— BEGIN Stored records —
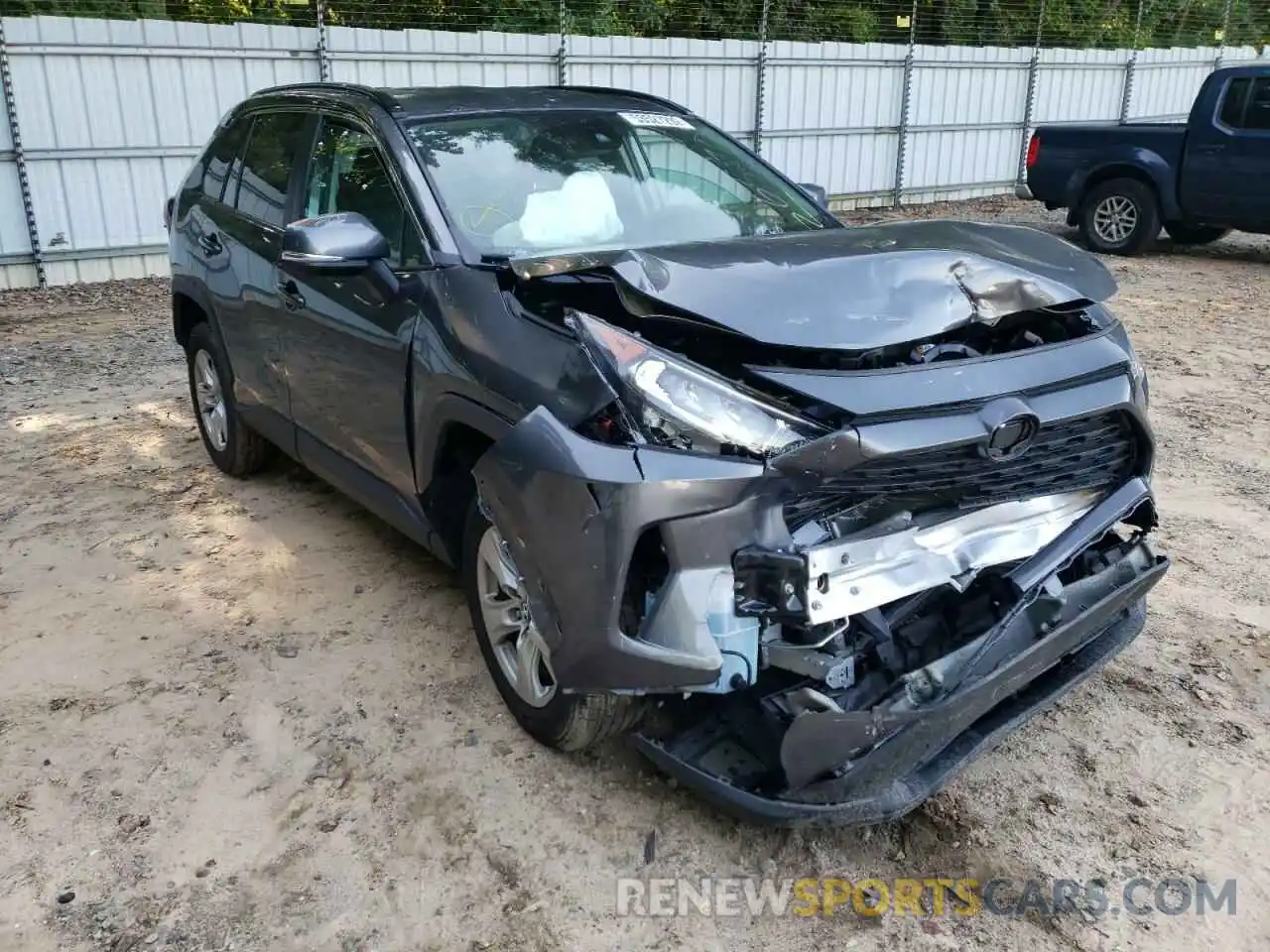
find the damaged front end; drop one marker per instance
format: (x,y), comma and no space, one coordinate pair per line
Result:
(847,593)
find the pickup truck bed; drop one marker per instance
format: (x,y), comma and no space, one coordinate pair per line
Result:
(1199,179)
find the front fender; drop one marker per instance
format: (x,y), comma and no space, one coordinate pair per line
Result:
(572,512)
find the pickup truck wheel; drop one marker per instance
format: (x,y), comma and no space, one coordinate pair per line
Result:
(1194,234)
(234,447)
(517,657)
(1120,217)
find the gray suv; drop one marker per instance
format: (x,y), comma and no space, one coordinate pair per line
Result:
(815,513)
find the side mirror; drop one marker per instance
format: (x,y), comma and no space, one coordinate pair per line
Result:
(340,243)
(817,193)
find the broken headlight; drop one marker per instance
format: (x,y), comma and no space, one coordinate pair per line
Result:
(675,403)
— END Stored records —
To be done:
Copy every entry above word for word, including the results. Leave out the pictures.

Written solution:
find the damaged front end; drop one marker per instance
format: (x,y), comma and no space, one coordinate pair per line
Result:
(847,593)
find the pickup truck bed; drop one marker per instance
format: (x,y), comma and no space, one coordinate pair per line
Result:
(1199,179)
find the front fender; drop one marker per instance
format: (x,y), comma and no space, one coordinate pair per line
Result:
(572,512)
find the pickup truck wheel; drop one marker per instance
format: (x,y), comma and no space, one coordinate pair per line
Result:
(1194,234)
(234,447)
(517,657)
(1120,217)
find the gray suv; drop one marker per instance
format: (x,y), comma and no space, one coordinate pair per line
Result:
(815,513)
find the side mirror; drop one marker per instance
format: (x,y), comma and no space, one coordinate pair per line
Result:
(340,243)
(817,193)
find the broken headlight; drop one marker per instance
format: (x,y), comma and no space, one coordinate pair per line
Result:
(675,403)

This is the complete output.